**EXERCISE DETAILS:**
Repeat every one of the records below, replacing "this photo" with "this picture" and keeping everything else unchanged. Leave the pictures out of your answer.
----- SOURCE MATERIAL -----
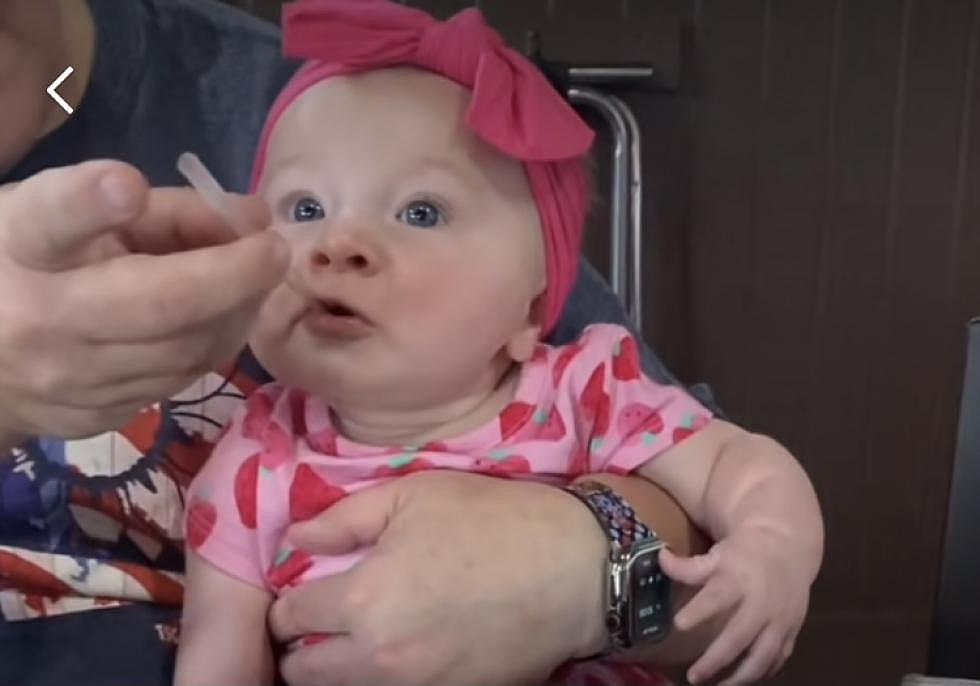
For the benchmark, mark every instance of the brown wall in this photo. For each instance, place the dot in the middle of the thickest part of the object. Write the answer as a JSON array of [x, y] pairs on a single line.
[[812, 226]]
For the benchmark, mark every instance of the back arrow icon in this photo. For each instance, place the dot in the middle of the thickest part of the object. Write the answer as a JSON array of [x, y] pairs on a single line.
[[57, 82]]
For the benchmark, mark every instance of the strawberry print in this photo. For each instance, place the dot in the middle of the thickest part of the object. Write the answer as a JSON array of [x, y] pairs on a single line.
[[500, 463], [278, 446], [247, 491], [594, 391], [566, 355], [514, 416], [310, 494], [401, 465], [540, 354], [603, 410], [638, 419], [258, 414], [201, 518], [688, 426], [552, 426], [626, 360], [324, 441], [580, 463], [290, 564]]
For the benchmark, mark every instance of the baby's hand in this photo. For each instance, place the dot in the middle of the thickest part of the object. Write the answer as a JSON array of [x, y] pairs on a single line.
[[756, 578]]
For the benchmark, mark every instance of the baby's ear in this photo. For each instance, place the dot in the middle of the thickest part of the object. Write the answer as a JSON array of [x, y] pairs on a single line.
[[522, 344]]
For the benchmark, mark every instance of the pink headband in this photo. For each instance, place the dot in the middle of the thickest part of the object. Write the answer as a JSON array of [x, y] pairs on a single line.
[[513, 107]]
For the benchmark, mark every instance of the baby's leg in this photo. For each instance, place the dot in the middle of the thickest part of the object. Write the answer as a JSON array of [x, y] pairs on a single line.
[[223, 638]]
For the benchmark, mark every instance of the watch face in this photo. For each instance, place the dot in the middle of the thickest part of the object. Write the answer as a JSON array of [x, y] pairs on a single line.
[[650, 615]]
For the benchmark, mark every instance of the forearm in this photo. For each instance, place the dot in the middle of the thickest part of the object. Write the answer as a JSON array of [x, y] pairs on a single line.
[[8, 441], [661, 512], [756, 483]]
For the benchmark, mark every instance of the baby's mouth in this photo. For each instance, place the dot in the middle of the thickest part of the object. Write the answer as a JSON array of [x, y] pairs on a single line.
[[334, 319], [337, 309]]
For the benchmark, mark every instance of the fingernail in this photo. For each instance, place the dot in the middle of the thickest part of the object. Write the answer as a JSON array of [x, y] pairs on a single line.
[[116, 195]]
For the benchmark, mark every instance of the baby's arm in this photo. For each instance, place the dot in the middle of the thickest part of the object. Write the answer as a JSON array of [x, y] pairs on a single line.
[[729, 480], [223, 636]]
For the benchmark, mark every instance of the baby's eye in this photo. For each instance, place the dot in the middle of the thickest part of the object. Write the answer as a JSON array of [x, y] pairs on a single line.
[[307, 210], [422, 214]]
-----
**SOLUTION:**
For the benchmark, mark every instance of the brown wall in this picture. For each instance, place the dot in the middle of the thickest part of the object. Write the answer as a JSON array of [x, y] pairs on a single line.
[[812, 226]]
For the benchmark, mark every instance of the back arrow icon in this picture. For each instance, place the dot in the middle of the thickest part of the object. Write the answer as a JSON array of [x, y] pairs on a single line.
[[57, 82]]
For the benchmark, mark every instance of the strawberry print in this picture. For each instance, place the dot in the middle of the thickest part of the object. Write the answer as a JSON array of [x, y] pairs on a single line.
[[500, 463], [278, 446], [247, 491], [594, 391], [566, 355], [514, 416], [310, 494], [401, 465], [540, 354], [603, 410], [638, 419], [258, 414], [201, 518], [688, 426], [552, 426], [626, 360], [324, 441], [580, 463], [290, 564]]
For the benchmark, mark every instance of the baby's hand in this picture. For each instance, place the dot in the middle of the thickest part of the object. Write the answer as a JSON array of [x, y] pairs on a single line.
[[756, 578]]
For the benchmark, mark every instance of the baby's ear in this picture. For each instance, place the dot in the middle of the thickest part of the object. Write the answer as a JSON array of [x, y] pairs on a single line.
[[522, 344]]
For the benchmark, mark every instance of the pink headband in this picture. For each instance, place the dot in the middle of the thickest part of the object. Write the answer as a JSON array of [x, y] pairs on a single line.
[[513, 107]]
For the benchmark, mark every instance of the baby's leg in this picture. For each instance, place the dot in the middle of the thickest part of the object. Write the answer as a JSON array of [x, y] pairs on a single line.
[[223, 638]]
For the benchmark, mark every instance of the watch face in this picture. For each instance, place the dot in the middle of the thickest part of the object. Write the answer as a JSON array of [x, y] pairs on a single line.
[[650, 615]]
For the benchmark, mark every instance of the forearm in this picture. For each instance, place the dot in the middle of the thickest part of the object. Write the answer as a JSON array of [x, y] pairs on a single line.
[[8, 441], [661, 512], [756, 483]]
For the benchmark, mark every instance of the baby's mouth in this picture. For each instance, place the dot in the middle of the thickest part of the object. Write the answer as a JSON array of [x, y] pairs on a single line.
[[334, 319], [337, 309]]
For the benchmark, mark every instance of the fingernail in this picture. For each instance, place the dot in the middle of the thickest part of the object. Write the answer as a JSON array of [x, y] pairs on a single line.
[[116, 195]]
For the benchmark, mark every instance of the baby's arm in this picture. For each instance, place the dot in the middle of the thickest part of the object. Write the answer as a JSON array of [x, y] pairs on a single line.
[[729, 480], [223, 636]]
For the benchmark, mark every instance of the baby's eye in this picture. For each instance, place the dot in the middle of the thickest part of the object. Write the answer as a JSON array of [x, y] pairs on a single line.
[[307, 210], [422, 214]]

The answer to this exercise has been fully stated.